**Your goal:**
Convert every one of the entries below into a JSON array of strings, one string per line, omitting any blank lines.

**Available records:**
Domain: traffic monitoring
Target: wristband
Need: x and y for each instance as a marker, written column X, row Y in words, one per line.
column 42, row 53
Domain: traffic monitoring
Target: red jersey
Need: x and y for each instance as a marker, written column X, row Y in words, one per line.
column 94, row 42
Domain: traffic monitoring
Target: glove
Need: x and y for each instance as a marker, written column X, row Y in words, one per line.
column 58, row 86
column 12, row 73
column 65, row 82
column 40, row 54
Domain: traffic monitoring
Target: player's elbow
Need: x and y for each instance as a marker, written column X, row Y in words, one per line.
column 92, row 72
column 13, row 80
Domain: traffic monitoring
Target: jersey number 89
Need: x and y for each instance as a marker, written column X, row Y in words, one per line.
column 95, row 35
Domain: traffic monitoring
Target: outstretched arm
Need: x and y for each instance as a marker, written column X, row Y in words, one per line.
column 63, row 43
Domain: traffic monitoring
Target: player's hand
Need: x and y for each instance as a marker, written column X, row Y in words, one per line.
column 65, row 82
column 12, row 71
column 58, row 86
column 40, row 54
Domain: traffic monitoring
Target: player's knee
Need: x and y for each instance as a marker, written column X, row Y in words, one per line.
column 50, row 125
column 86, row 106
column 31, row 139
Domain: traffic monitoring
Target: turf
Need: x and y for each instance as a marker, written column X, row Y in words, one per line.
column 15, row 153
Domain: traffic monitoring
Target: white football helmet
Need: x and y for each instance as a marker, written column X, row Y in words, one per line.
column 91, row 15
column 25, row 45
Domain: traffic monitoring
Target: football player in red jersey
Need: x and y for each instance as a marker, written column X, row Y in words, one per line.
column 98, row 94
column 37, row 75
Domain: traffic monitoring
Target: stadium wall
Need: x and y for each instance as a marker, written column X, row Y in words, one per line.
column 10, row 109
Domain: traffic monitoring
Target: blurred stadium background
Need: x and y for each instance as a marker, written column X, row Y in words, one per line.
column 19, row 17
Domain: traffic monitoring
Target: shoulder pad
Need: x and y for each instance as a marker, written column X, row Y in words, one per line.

**Worked answer:**
[
  "Domain: traffic monitoring",
  "Target: wristband",
  "Need: x and y for each instance as a marker, written column X, row Y in words, one per line.",
  "column 42, row 53",
  "Domain: traffic monitoring",
  "Target: red jersey",
  "Need: x and y for each instance as a marker, written column X, row Y in words, one per line.",
  "column 94, row 42",
  "Domain: traffic monitoring",
  "Target: glove",
  "Need: x and y for each instance as a marker, written column X, row Y in words, one per line.",
  "column 58, row 86",
  "column 12, row 73",
  "column 65, row 82",
  "column 40, row 54",
  "Domain: traffic monitoring",
  "Target: player's elbow",
  "Need: x and y for each instance as a marker, written column X, row Y in words, one per line.",
  "column 92, row 72",
  "column 13, row 80",
  "Domain: traffic monitoring",
  "Target: jersey number 89",
  "Need: x and y for each instance as a marker, written column X, row Y in words, one per line.",
  "column 95, row 35",
  "Domain: traffic monitoring",
  "Target: outstretched arm",
  "Need: x and y for each instance as a marker, written column X, row Y in words, one per line.",
  "column 63, row 43",
  "Domain: traffic monitoring",
  "Target: player's hand",
  "Need: x and y for each instance as a marker, written column X, row Y in words, one per line.",
  "column 65, row 82",
  "column 12, row 71",
  "column 58, row 86",
  "column 40, row 54",
  "Domain: traffic monitoring",
  "Target: player's knee",
  "Need: x and y for each instance as a marker, written column X, row Y in words, one per line.",
  "column 50, row 125",
  "column 86, row 106",
  "column 31, row 139",
  "Domain: traffic monitoring",
  "Target: turf",
  "Need: x and y for each instance as a marker, written column X, row Y in words, one per line.",
  "column 15, row 153",
  "Domain: traffic monitoring",
  "Target: white football helmet",
  "Need: x and y for each instance as a marker, written column X, row Y in words, one per line.",
  "column 91, row 15",
  "column 25, row 45",
  "Domain: traffic monitoring",
  "Target: football player in red jersey",
  "Need: x and y for each instance as a marker, written column X, row Y in words, one per line.",
  "column 98, row 94",
  "column 37, row 75",
  "Domain: traffic monitoring",
  "Target: stadium wall",
  "Need: x and y for each instance as a marker, written column X, row Y in words, one per line.",
  "column 10, row 109",
  "Domain: traffic monitoring",
  "Target: blurred stadium background",
  "Need: x and y for each instance as a marker, written column X, row Y in words, one per line.",
  "column 19, row 17",
  "Domain: traffic monitoring",
  "Target: shoulder pad",
  "Need: x and y for each instance as a marker, written column X, row Y in words, one per line."
]